— BEGIN —
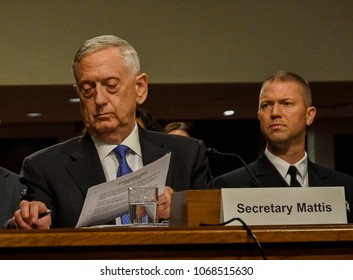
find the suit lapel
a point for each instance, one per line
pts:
(85, 166)
(152, 147)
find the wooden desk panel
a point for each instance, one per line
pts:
(229, 242)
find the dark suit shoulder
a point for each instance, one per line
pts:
(61, 148)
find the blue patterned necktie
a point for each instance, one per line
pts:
(292, 171)
(123, 169)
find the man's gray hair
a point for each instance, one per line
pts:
(105, 41)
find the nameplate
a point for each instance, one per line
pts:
(284, 205)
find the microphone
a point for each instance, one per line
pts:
(214, 153)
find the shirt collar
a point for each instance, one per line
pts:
(282, 166)
(132, 141)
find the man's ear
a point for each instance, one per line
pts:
(141, 88)
(311, 113)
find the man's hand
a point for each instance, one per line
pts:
— END —
- Goal of the exercise
Swap every "find the" in the listing above for "locate the" and write out the whole listing again with everything else unchanged, leaving out the pictures.

- Answer to the task
locate the suit lapel
a point for each instance, one per line
pts:
(85, 166)
(152, 147)
locate the wooden desk panel
a point for each instance, one per line
pts:
(229, 242)
locate the dark suit shoulder
a point for each instance, one per line
pts:
(61, 148)
locate the blue patterned necktie
a point for each instance, one per line
pts:
(292, 171)
(123, 169)
locate the man's gray hair
a point for each instance, one per line
pts:
(105, 41)
locate the nameplate
a point for each instance, one per line
pts:
(284, 205)
locate the microphone
a point for each instance, one per line
pts:
(214, 153)
locate the shirt collar
a point for each instance, one per line
pts:
(282, 166)
(132, 141)
locate the man's ear
a point for each instance, one per line
pts:
(141, 88)
(311, 113)
locate the man's hand
a point for each instance, one per line
pts:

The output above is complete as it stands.